=== YOUR OBJECTIVE ===
Continue the sermon on risky faith and Jacob's wrestling match with God from where it stops.

Please read the passage first.
When the game is on the line, playing to win beats playing not to lose every time. At least, that is the result of a study by David Romer in 2007. For him, this is not just true at the end of a game, but throughout the game. Yet, coaches still play safely and conservatively, preferring to play not to lose rather than to win. Such a mentality is true of most leaders, apparently, who focus upon not screwing up rather than winning. Wayne Stewart, who teaches management at Clemson University, says that successful managers understand that fear of failure is often primary cause of failure. More often than not, risk is the path to reward. I might add that this principle may be true in football, finance, and in faith.
Jacob’s wrestling match with God in Genesis 32:22-31 shows us how to have a risky faith that goes the extra yard. In spite of the difficulty of the images in this passage, in the end, he was confident he had met God at a crucial time in his life. It led to a new name and reconciliation with his brother.
How many of us have had a sleepless night struggling with our conscience or trying to justify ourselves for some hurt we inflicted? How many of us have suspected God was calling us to something we weren’t keen on and found sleep elusive while we tried to rationalize the whole business away? And how many of us have sought God’s blessing, and been given it, but left without a clear sense of what to do next?

=== MATERIAL SUPPLIED ===

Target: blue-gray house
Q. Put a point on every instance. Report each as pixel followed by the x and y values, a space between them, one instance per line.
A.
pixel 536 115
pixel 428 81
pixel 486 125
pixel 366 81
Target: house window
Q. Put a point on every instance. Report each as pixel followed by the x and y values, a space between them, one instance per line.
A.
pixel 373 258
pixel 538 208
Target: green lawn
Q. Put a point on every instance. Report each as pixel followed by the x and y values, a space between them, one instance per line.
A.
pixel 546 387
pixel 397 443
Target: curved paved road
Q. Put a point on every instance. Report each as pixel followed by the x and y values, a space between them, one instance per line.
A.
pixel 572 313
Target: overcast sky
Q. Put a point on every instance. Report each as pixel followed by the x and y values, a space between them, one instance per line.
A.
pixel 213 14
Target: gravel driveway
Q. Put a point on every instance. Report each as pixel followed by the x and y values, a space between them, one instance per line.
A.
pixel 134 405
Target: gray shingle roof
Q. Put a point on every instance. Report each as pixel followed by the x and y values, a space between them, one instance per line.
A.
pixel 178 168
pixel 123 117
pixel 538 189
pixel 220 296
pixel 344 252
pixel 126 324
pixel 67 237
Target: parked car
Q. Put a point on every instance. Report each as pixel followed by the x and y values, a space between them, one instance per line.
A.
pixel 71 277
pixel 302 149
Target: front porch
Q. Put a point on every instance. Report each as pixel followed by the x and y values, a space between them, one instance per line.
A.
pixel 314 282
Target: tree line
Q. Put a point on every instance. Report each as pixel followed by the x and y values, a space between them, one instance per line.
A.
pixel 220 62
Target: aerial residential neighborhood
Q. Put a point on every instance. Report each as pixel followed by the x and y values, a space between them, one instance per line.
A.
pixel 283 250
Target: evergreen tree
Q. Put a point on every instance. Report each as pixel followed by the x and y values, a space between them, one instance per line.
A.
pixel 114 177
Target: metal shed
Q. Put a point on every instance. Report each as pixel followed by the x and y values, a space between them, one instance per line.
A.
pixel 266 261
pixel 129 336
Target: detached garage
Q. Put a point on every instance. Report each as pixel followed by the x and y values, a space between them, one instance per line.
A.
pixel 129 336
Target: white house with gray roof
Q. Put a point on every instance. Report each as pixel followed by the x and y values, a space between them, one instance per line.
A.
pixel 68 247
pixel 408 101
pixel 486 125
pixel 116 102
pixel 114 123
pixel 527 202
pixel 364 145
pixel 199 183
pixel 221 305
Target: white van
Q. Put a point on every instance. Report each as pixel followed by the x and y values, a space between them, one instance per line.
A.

=== TASK RESULT ===
Robert Bly, in his book Iron John, tells of an aboriginal tribe that used to take all the boys, when they reached a certain age, to a special place where they would tell them the ancient stories of their ancestors. They would point to a distant tree where their great ancestor (an Adamic figure) used to sit and where he lost a tooth in a fight with some demonic creature. And while they strain to look at the tree, the adult males come by and knock out one tooth from each of the boys. And then the boys return home as men.
Such unsettling matters are before us. Real growth seems to require struggle and pain. Real spiritual growth may mean a shift in perspective. Real growth may even feel as if God is the “attacker,” the one upsetting the applecart, so to speak, of our lives. Taking the risk of persevering with God, in prayer and in life, will always bring its rewards.